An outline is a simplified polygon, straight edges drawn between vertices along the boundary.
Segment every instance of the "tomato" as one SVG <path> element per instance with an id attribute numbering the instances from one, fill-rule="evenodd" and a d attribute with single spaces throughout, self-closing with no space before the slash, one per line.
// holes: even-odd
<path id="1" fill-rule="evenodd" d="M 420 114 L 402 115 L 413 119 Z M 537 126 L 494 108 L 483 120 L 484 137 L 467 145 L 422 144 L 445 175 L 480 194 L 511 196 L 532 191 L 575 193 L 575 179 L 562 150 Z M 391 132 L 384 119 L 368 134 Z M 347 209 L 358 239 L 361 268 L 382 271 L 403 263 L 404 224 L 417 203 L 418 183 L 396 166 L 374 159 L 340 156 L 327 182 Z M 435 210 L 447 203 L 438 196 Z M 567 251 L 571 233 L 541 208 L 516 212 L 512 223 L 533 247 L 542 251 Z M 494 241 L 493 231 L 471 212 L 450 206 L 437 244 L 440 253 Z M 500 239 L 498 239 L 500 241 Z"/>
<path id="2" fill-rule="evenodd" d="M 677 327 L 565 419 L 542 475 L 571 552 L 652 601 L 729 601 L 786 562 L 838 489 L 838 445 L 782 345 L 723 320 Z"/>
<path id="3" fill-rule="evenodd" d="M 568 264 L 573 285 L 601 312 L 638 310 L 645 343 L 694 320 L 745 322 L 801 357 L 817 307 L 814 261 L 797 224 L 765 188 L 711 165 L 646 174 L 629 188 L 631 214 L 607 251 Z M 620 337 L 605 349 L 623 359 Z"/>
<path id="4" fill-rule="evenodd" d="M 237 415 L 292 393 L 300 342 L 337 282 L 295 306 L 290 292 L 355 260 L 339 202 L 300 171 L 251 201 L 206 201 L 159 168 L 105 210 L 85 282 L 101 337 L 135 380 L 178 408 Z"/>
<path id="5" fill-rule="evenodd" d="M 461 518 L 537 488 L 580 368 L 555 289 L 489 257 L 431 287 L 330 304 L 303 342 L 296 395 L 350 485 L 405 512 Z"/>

EXERCISE TASK
Can you retype the listing above line for line, keeping every character as it stands?

RESPONSE TO THIS EXERCISE
An outline is a simplified polygon, straight edges drawn between vertices along the boundary.
Segment every instance of the "tomato" as one SVG <path> element per instance with an id attribute numbering the instances from one, fill-rule="evenodd" and a d attribute with single spaces throughout, self-closing with no space before the slash, one per line.
// holes: even-odd
<path id="1" fill-rule="evenodd" d="M 420 114 L 402 115 L 413 119 Z M 537 126 L 494 108 L 483 120 L 484 137 L 467 145 L 422 144 L 445 175 L 480 194 L 511 196 L 532 191 L 575 193 L 575 179 L 562 150 Z M 391 132 L 384 119 L 368 134 Z M 347 209 L 358 239 L 361 268 L 382 271 L 403 263 L 404 224 L 417 203 L 418 183 L 396 166 L 374 159 L 340 156 L 327 182 Z M 435 210 L 447 203 L 438 196 Z M 567 251 L 571 233 L 541 208 L 516 212 L 512 223 L 533 247 L 542 251 Z M 494 241 L 493 231 L 471 212 L 450 206 L 437 244 L 440 253 Z M 500 239 L 498 239 L 500 241 Z"/>
<path id="2" fill-rule="evenodd" d="M 677 327 L 565 419 L 542 475 L 571 552 L 652 601 L 729 601 L 786 562 L 838 489 L 838 445 L 782 345 L 723 320 Z"/>
<path id="3" fill-rule="evenodd" d="M 568 264 L 573 285 L 601 312 L 638 310 L 645 343 L 694 320 L 745 322 L 801 357 L 817 307 L 814 261 L 797 224 L 765 188 L 711 165 L 646 174 L 629 188 L 631 214 L 607 251 Z M 620 337 L 605 349 L 623 359 Z"/>
<path id="4" fill-rule="evenodd" d="M 237 415 L 292 393 L 300 342 L 337 282 L 295 306 L 290 292 L 355 260 L 339 202 L 300 171 L 251 201 L 206 201 L 159 168 L 105 210 L 85 282 L 101 337 L 135 380 L 178 408 Z"/>
<path id="5" fill-rule="evenodd" d="M 461 518 L 537 488 L 580 368 L 555 289 L 489 257 L 431 287 L 330 304 L 303 342 L 296 395 L 350 485 L 405 512 Z"/>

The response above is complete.